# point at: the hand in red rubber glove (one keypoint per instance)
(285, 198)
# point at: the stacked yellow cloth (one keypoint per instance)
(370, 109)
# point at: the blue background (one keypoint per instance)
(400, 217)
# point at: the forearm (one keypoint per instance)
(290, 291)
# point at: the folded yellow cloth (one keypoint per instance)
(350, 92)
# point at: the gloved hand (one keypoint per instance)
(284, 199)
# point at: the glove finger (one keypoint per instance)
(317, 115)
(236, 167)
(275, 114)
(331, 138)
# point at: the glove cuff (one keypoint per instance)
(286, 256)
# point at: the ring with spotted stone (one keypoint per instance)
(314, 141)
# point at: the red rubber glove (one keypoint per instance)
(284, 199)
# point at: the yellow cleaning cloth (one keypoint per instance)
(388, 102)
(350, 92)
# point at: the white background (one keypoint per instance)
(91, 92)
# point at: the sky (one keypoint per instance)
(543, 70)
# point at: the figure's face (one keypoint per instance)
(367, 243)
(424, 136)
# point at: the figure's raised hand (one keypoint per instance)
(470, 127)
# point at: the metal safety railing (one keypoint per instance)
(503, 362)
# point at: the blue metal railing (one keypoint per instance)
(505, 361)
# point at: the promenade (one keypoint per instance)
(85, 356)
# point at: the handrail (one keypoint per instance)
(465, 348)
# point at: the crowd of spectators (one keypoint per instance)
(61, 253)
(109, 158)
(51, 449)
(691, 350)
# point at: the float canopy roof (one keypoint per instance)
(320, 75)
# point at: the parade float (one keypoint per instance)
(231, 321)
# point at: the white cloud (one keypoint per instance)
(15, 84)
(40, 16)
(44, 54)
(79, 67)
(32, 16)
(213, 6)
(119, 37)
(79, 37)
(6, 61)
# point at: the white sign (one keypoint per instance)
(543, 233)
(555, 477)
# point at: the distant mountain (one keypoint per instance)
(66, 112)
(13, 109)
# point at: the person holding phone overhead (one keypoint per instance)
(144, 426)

Task instructions = Nothing but the lines from the one with "# point at: the crowd" to the last line of the data should appear in the answer, each exactly as it stands.

Task response =
# point at: the crowd of spectators (one keypoint per instance)
(61, 253)
(109, 158)
(51, 449)
(691, 350)
# point at: the float canopy roof (one keypoint per instance)
(320, 75)
# point at: the parade float (one keypoint per instance)
(231, 321)
# point at: the white cloud (one keypoint per instance)
(15, 84)
(40, 16)
(44, 54)
(79, 67)
(32, 16)
(213, 6)
(119, 37)
(79, 37)
(6, 61)
# point at: the white sign (one keypoint per instance)
(543, 233)
(555, 477)
# point at: the distant mountain (one keypoint per instance)
(66, 112)
(13, 109)
# point at: the person holding phone overhead (one keypoint per instance)
(144, 426)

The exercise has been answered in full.